▶ Trecho para leitura
Como a maioria das pessoas tem
hábito de pensar fixo e traduzem cada nova ideia que lhes é apresentada em
termos desse hábito no pensar, naturalmente é muito difícil para mim o
explicar-lhes algo de novo com velhas expressões.
No entanto, tenho que usar termos
comuns. Não posso inventar uma nova linguagem, mas posso dar uma nova
interpretação, às palavras de que me sirvo.
Se utilizardes as palavras como
ponte de modo a estabelecer o entendimento, então as palavras têm um valor
muito definido; se porém vos deixais aprisionar nas palavras, então nenhum valor
têm estas.
A verdade considerada ao meu
ponto de vista, não pode ser alcançada pela lógica, segundo uma sequência de
acontecimentos ou de raciocínios lógicos. A verdade é alcançada pela razão, que
é a essência de toda a experiência. O entendimento não é raciocínio intelectual.
Não se pode submeter a vida ao raciocínio, mas pela experiência constante,
continuamente alerta, pode-se alcançar o verdadeiro significado da verdade. Não
podeis intelectualizar o amor. Quando intelectualizais o amor vem imediatamente
a distinção entre o “tu” e o “eu” nesse amor; ao passo que, se amardes com o
coração, não há essas distinções. É apenas a mente que cria distinções, separatividade,
divisões. A vida não é um processo de intelectualização ou de racionalização.
O entendimento do verdadeiro
significado da vida é produzido pela ação, não a ação no sentido metafísico
somente, porém a ação no que respeita a conduta em nossa vida diária, em que
existe continuação e reação, em que existe o contato com a humanidade. A nossa
atitude para com os outros, a maneira de nos comportarmos, o modo de amarmos e
de pensarmos — é conduta na ação. Então, a ação torna-se escolha, a descoberta
continua da verdade. Deve haver a escolha na ação, pois que a ação é resultado
do sentimento intenso.
Quanto mais vos intelectualizais
menos são os vossos sentimentos e por isso mesmo menor a ação; ao passo que, se
possuis intensos sentimentos, destes sentimentos intensos nasce a ação e por
meio desta realizais a verdade.
A realização é alcançada por meio
da escolha constante, na ação, e não por vos perderdes em metafísica e
misticismo. Não deveis confundir porém, sentimento com sentimentalidade. O
interesse cria o sentimento intenso, de que nasce o entusiasmo que proporciona energia,
enquanto que sentimentalidade é fraca, dissipando energia, ao invés de
produzi-la. O sentimento intenso tem continuidade e pode firmemente ser
mantido, ao passo que a sentimentalidade sofre variação e diversidade de graus
no entusiasmo.

▶ Seção de dados
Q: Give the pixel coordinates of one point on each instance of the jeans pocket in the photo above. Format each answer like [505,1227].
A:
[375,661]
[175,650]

▶ Objetivo
Dê continuidade ao trecho sobre verdade, ação e sentimento a partir da última frase apresentada, mantendo o mesmo tom e o mesmo modo de se dirigir ao leitor.

▶ Resposta da tarefa
Portanto, para a pura ação é
mister o sentimento puro; e a pura ação não é possível senão não existindo
limitação originada de falta de pleno entendimento do verdadeiro significado da
vida. Assim, não intelectualizeis meramente, ou racionalizeis aquilo que
sentirdes e pensardes; não indagueis somente se os vossos pensamentos e
sentimentos são lógicos, e baseados no raciocínio. Esta espécie de introspecção
é destrutiva, enfraquece e não conduz à ação. A razão disto é que por este
processo de intelectualização apenas subjugais os vossos impulsos, vossos
sentimentos intensos que devidamente orientados vos devem levar a ação.
Neste mundo é mister a ação. Não
pode haver como cessar a ação. A vida é criação na ação. Se compreendeis o propósito
da criação, a ação se torna espontânea. A criação não é mera produção de muitas
coisas — multiplicação de bens. Estes são meras produções, ao passo que a
criação é puro ser, é essa ação
espontânea que vem do interior, que é inconsciente. Ao usar da palavra “inconsciente
não quero significar um estado de sono, mas sim de alerta, de concentração sem nenhuma limitação. A verdadeira criação
está na concentração, na ausência de limitação. A criação verdadeira não é mera
produção. A produção não é de grande importância, embora seja necessário
produzir. A ação, é, pois, a relação entre vós próprios e a civilização.
A civilização não é senão a
expressão de vosso ser. Isto não constitui uma ideia metafísica, ou mística.
Esta civilização de luta de classe, de desejo de muitas possessões, de lutas,
de mecanização, é o resultado de vossa falta de entendimento; é a expressão de
vosso ser na manifestação. Quando compreenderdes esta vossa relação para com a
civilização, não mais acrescentareis o vosso contingente a esta luta de classes,
a este embate, a esta separatividade.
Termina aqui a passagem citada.